**What is being asked:** Tally the lines below that contain the string "pile", with case taken into account, and give only the resulting number.

• • • • •

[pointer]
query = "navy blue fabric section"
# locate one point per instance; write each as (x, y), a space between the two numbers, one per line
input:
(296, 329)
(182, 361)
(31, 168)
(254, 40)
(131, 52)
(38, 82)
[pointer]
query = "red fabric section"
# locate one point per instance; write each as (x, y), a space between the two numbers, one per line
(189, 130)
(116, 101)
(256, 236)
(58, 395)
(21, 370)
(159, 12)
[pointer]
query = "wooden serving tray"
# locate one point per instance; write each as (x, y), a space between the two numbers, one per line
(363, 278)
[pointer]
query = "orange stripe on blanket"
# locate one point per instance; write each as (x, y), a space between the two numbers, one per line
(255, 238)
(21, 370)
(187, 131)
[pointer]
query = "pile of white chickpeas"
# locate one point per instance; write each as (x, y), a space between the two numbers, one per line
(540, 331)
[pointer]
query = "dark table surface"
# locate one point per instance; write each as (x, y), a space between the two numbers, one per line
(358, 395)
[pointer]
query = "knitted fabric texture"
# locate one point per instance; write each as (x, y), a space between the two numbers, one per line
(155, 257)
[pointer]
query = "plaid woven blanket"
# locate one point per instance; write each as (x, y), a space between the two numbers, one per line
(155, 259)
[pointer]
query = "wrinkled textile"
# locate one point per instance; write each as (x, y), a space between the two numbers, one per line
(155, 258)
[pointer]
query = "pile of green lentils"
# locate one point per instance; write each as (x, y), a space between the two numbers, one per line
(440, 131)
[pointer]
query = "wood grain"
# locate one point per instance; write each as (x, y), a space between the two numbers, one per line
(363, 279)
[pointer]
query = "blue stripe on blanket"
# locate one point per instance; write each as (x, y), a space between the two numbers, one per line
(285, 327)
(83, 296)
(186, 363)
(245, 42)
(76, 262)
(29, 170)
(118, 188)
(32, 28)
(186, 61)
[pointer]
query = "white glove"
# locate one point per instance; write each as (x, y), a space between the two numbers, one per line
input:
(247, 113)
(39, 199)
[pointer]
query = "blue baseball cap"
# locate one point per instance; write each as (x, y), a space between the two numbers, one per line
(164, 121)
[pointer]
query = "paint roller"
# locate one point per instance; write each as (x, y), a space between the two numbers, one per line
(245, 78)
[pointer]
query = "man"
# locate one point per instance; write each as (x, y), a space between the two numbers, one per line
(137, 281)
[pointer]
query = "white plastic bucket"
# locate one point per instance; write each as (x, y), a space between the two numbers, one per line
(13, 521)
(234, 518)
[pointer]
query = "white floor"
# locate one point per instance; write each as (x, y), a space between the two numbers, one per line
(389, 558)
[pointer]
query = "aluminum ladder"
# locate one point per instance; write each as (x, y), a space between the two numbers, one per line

• • • • •

**Answer to this task:** 2